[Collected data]
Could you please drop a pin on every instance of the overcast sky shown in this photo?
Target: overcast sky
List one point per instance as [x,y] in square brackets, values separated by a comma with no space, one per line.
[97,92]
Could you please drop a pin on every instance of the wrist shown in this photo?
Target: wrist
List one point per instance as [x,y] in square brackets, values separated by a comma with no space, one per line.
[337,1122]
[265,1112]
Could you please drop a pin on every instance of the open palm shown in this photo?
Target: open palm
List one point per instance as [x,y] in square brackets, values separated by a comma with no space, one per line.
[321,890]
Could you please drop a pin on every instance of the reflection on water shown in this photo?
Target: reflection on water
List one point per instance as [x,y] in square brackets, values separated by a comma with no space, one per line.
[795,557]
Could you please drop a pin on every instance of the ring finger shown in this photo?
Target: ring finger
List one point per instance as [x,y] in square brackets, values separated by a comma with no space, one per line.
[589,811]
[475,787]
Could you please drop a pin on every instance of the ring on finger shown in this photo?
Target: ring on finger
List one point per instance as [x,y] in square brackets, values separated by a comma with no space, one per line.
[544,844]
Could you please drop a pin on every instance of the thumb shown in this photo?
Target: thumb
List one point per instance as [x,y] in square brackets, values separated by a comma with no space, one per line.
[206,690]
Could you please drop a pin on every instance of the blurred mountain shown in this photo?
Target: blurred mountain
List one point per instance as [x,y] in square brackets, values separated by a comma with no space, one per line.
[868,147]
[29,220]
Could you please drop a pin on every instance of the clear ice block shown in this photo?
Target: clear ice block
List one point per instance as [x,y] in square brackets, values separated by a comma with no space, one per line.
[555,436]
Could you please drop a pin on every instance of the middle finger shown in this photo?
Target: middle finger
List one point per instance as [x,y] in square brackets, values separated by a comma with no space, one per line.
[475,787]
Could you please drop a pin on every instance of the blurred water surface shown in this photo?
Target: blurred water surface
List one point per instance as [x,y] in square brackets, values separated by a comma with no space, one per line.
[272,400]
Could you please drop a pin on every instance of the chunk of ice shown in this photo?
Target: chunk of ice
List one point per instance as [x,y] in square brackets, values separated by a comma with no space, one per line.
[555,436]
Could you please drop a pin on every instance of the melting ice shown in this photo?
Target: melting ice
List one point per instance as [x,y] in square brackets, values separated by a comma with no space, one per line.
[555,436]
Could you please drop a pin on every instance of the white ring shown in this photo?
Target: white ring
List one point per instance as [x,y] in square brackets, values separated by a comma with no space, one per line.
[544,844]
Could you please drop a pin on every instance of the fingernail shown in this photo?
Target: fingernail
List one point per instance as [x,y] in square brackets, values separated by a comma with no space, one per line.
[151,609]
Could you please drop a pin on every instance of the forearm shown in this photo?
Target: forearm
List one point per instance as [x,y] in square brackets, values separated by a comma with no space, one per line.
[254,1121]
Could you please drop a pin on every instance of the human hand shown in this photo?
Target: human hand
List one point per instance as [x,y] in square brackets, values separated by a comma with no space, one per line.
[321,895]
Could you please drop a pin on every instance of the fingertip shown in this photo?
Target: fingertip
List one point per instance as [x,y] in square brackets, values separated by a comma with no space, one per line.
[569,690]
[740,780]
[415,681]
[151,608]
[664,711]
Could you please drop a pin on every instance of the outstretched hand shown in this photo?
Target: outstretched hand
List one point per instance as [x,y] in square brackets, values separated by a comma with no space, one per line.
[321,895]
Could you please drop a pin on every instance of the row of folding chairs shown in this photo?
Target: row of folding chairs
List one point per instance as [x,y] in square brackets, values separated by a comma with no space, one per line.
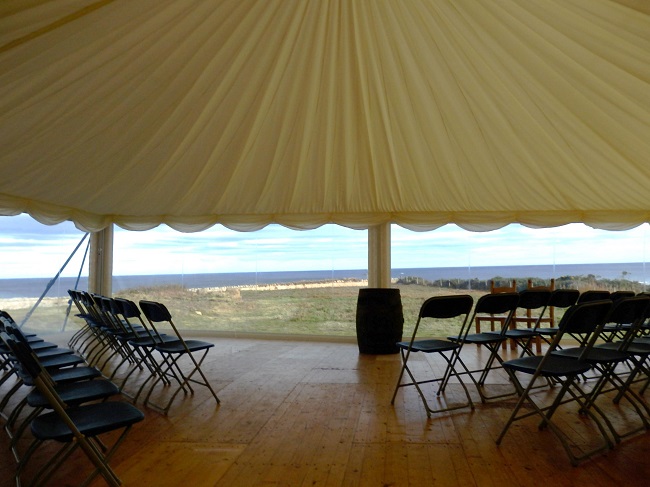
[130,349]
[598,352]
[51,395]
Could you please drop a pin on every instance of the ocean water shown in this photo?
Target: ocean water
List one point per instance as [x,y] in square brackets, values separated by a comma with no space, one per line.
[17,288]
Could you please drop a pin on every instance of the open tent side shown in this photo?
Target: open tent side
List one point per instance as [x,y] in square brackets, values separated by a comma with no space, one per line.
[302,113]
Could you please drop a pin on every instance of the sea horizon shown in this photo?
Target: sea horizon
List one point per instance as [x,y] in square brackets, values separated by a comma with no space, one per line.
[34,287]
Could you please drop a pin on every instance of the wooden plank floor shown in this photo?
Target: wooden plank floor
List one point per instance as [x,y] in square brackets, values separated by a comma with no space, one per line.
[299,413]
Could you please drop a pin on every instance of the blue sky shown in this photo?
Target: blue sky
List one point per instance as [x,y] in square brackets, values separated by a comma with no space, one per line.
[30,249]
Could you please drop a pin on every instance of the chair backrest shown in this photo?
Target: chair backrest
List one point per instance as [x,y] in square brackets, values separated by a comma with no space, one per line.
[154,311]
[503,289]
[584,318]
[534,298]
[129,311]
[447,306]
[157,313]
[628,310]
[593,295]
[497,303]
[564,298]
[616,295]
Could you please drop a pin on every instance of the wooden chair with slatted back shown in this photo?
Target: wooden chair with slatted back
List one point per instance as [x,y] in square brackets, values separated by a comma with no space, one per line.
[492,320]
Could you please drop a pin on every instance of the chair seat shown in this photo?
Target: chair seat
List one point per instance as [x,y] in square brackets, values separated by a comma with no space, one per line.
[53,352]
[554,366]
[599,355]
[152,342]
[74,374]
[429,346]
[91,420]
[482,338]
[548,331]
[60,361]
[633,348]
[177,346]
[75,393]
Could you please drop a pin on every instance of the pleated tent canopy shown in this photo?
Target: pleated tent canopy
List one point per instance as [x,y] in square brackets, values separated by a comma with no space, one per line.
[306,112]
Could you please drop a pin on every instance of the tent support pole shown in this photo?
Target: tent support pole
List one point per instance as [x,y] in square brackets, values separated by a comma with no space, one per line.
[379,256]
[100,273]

→ Exercise instructions:
Copy out the records above in full, exactly as written, but not the pictures.

→ Completed task:
Could you please drop a pin on every instance of the overcast sky shown in this photo?
Target: overcast sky
List one point per instance as [x,y] in square brackets, values separated by a comma with no space, one per line.
[97,92]
Could you please drop a pin on every instance of the wrist shown in this photo?
Target: wrist
List one point per instance as [x,y] in square brackets, values separated by a comma with no space, one per line.
[337,1122]
[265,1112]
Could you please drop a pin on every instance of the open palm shown in this photo?
Target: open palm
List one point per instance as [x,y] in square brackets, values separated by a comma with no space, one per line.
[321,890]
Could you please drop a pin on every instance of the reflection on water shown in this photo?
Target: reflection on water
List one point per instance as [x,y] in square brackets, values separated by a comma with no space, one per line.
[795,557]
Could you please drop a pin on every instance of the ring finger shown in this photo?
Target: ring finger
List one point per instance as [x,y] in square brackets, values separated by a comma with no space, one per line.
[589,811]
[475,787]
Could you please drop a pin on every instance of the ring on finger shown in this photo?
Target: ring on finger
List one point per instance as [x,y] in square brackets, values separated by a comma with no space, one per line.
[544,844]
Could you please drop a pin on every instance of the thumb shown in this photo?
Target: thumb
List one point per instance as [x,y] in square brackets, values separated by a comma with no space, one per line.
[206,690]
Could you please drop a pin on every instance of the blurred mountain shown in this photo?
Target: blurred mountain
List one point per instance as [x,y] in square brackets, values separated by a comma with no space, one per line.
[868,147]
[29,220]
Could you please drop a pin on every instance of the clear ice block shown in this photo?
Target: clear ice block
List one point per instance as [x,y] in square brackets, values separated by a comma with no space, one per line.
[555,436]
Could you please drop a pin on every instance of the middle finger shown in this photo?
Target: middle finger
List one point per instance as [x,y] in square brackets, values separated by a comma with no space, one per line.
[475,787]
Could you please drop a pin on every instance of the blurred water surface shown in this photo?
Target: blurred water surface
List one point per instance as [x,y] in square brackets, values separated by a comma with no space, one per line.
[272,400]
Could you please drop a pin on every instance of the chunk of ice shown in this photo?
Target: chunk of ice
List one point per instance as [x,y] in square brackets, values separated by a comma with no space, one per line.
[555,436]
Could you please drop a pin on every instance of the melting ice shown in this photo?
Target: melting ice
List one point per instance as [x,y] in square brackets, values separated by a comma with no space, one per line.
[555,436]
Could you please drop a pin on every instance of the white ring shown in this photo?
Target: white ring
List one point per instance as [x,y] in square brackets, values separated by a comma with no space, one per line.
[544,844]
Could you please drop a pin on every instance of the fingernail shown in this photo?
Target: fingernail
List one point per instance as [x,y] in square brackets, values separated by a comma with no space, one per line.
[151,609]
Could you please drop a pin on every instance of the forearm shown in this photo?
Target: forearm
List one point per instance as [x,y] in square brackets, values separated by a comma with no space, one per line.
[254,1121]
Could you please drop a pin on every instance of the human hand shown in this photo?
Target: human hand
List one point per instance as [x,y] in square brackets, values separated by a comma with no space, one per line.
[321,895]
Could you please drop a pin on every instance of the fingertip shown in this photo?
Target: fingertip
List one point per instance as [x,y] in square brackets, values separated by a comma with no space, one per line.
[569,690]
[740,780]
[415,681]
[151,608]
[664,711]
Could you please drop a pin on every instance of the outstretched hand shown in this photo?
Target: outstretched hand
List one point per instance as [x,y] in square brackets, values separated by a comma with no space, one per line.
[321,895]
Could you please drop a pin on every instance of the row of folding chairs shown in this photo?
Target: row of folding chairs
List one point per instance as [x,y] in square brackets, values separated by a comma with no space, one per line.
[130,349]
[598,352]
[51,395]
Could you please drop a pin on every instance of the ocean water shown in this photo?
Target: ocean water
List one point per instance as [x,y] in square brackets, values separated by a comma with no space, one per line.
[17,288]
Could you please drop a pin on every instance of the open tent side shown in this photo?
Target: open tent side
List one point per instance as [x,y] in square brackets, values separated by a comma with no space, one per line.
[302,113]
Could you please drop a pin on every instance of the sea horizon shown in this photo?
Target: sea horizon
List one point per instance as [x,y] in square brackets, values separated by a comma with no space, one per line.
[34,287]
Could you please drop a pin on every instance of the wooden plank floor shown in this photo?
Target: wooden plank floor
List one point per instance as [x,y] in square brackets, values separated by a comma with no space, one per line.
[299,413]
Could you please drop a pin on every instance of the blue sky shown in this photo?
Target: blue sky
List one point per instance as [x,y] in square brackets, values separated by a comma with no space, one per line.
[30,249]
Could you please drop a pin on every instance of the chair backrest shown in this photo?
Target: chair backrest
List one point per instance as [x,y] in square brackets, values separated by a comma with no space, one per line.
[154,311]
[503,289]
[584,318]
[534,298]
[129,311]
[447,306]
[157,313]
[628,310]
[593,295]
[497,303]
[564,298]
[616,295]
Could you please drop a pin on every instance of the wooden chair with slatted back shown in this photo?
Target: wooden chair with slatted back
List one point per instance as [x,y] in square brackets, values separated by a comma with no space, one per line.
[492,320]
Could you please drop a pin on every instance of the chair seat shown in this photo?
Target: chair seat
List one point per instance as [x,y] in square brackets, values separated by a comma with no space, one per line.
[53,352]
[554,366]
[599,355]
[152,342]
[74,374]
[429,346]
[91,420]
[482,338]
[548,331]
[60,361]
[633,348]
[177,346]
[75,393]
Could you please drop a pin on every instance of the pleated tent canopy shown in this photo?
Target: pleated tent canopy
List one point per instance as [x,y] in square brackets, values separated by a comma with no space, one per line.
[306,112]
Could you please drop a pin on every instance of the tent support pole shown in this photo?
Target: tent support pole
List one point per instance as [x,y] in square brackets, values separated by a comma with no space, one per line.
[379,256]
[100,273]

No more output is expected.